● **Stated problem**
Render the records below as a two-column CSV with the header row text,answer and one row per record. Put each record's wording in the text column and its answer in the answer column, with every field in double quotes and any line break inside a field replaced by a space.

* BEGIN Input data *

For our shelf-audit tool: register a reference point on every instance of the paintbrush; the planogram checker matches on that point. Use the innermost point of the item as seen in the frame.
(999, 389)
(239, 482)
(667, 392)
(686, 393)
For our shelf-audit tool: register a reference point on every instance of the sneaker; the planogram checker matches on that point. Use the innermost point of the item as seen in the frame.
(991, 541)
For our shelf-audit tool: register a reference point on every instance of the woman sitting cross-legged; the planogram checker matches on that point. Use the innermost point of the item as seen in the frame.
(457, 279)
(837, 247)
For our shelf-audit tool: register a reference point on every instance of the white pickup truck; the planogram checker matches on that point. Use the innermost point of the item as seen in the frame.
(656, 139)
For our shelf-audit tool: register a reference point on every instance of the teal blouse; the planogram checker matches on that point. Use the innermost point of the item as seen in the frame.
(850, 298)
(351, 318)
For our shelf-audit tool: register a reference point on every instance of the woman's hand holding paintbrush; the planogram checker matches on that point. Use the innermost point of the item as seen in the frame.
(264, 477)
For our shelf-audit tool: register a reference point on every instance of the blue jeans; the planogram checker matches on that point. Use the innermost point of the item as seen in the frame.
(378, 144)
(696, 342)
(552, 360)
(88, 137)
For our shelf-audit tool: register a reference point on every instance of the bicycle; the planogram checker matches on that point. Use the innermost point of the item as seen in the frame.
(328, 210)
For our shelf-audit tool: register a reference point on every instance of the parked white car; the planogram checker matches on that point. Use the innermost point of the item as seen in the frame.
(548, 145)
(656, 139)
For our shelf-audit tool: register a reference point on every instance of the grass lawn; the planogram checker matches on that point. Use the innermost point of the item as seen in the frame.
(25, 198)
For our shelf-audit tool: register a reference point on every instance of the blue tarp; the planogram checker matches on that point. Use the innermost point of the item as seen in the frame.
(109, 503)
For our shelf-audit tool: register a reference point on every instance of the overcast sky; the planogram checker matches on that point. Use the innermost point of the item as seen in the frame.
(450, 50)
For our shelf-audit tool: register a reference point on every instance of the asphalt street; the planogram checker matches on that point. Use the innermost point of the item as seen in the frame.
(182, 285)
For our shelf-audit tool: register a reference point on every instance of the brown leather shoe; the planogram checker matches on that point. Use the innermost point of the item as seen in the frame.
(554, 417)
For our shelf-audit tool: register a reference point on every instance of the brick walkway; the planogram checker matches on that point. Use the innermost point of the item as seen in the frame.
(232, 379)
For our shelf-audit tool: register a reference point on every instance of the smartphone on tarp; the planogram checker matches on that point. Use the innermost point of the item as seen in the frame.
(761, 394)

* END Input data *

● **Complete answer**
text,answer
"For our shelf-audit tool: register a reference point on every instance of the paintbrush; the planogram checker matches on that point. Use the innermost point of the item as seen in the frame.","(999, 389) (239, 482) (667, 392) (686, 393)"
"For our shelf-audit tool: register a reference point on every instance of the sneaker; the planogram checker matches on that point. Use the innermost point of the item as seen in the frame.","(991, 541)"
"For our shelf-audit tool: register a reference point on every instance of the woman sitting cross-legged; the planogram checker matches on that point. Use the innermost point of the item as seen in the frame.","(457, 279) (837, 247)"
"For our shelf-audit tool: register a reference point on every instance of the white pickup truck; the planogram checker matches on that point. Use the innermost point of the item as seen in the frame.","(656, 139)"
"For our shelf-audit tool: register a reference point on every instance of the teal blouse; the planogram checker matches on that point. Use the innermost point of the item as seen in the frame.","(850, 298) (351, 318)"
"For our shelf-audit tool: register a reference point on every instance of the woman's hand holding paintbrush; the planogram checker matches on that point. Use the innermost point of the item as seen in the frame.","(264, 477)"
"For our shelf-audit tool: register a reference point on every instance of the blue jeans; the planogram checker matches on that point. Use the innermost point of the item as seen in the frame.","(378, 144) (696, 342) (552, 360) (88, 137)"
"For our shelf-audit tool: register a reference point on every instance of the bicycle; the planogram checker matches on that point. Use the innermost point of the item as seen in the frame.","(328, 210)"
"For our shelf-audit tool: register a reference point on every instance of the parked white car; the planogram checker matches on that point. Use the innermost point of the item as seen in the frame.","(548, 145) (656, 139)"
"For our shelf-audit tool: register a reference point on every instance of the grass lawn; the planogram checker matches on that point. Use the innermost point of the item as seen in the frame.","(25, 198)"
"For our shelf-audit tool: register a reference point on every instance of the blue tarp; the planogram checker matches on that point. Use the innermost point of the item as seen in the frame.","(109, 503)"
"For our shelf-audit tool: register a reference point on every instance of the overcast sky; the planogram checker matches on that point. Use the innermost point of the item as seen in the frame.","(450, 50)"
"For our shelf-audit tool: register a reference point on every instance of the asphalt street; the planogram checker matches on that point. Use the innermost point of the item as seen in the frame.","(182, 285)"
"For our shelf-audit tool: register a reference point on every instance of the brown leather shoe; the planogram checker matches on that point. Use the innermost point of the item as seen in the frame.","(554, 417)"
"For our shelf-audit tool: register a reference point on every instance of the brick walkway; the planogram checker matches on that point. Use the innermost point of the item as seen in the frame.","(232, 379)"
"For our shelf-audit tool: register a reference point on every instance of the smartphone on tarp; the planogram checker matches on that point. Use the innermost point of the item as seen in the frame.","(761, 394)"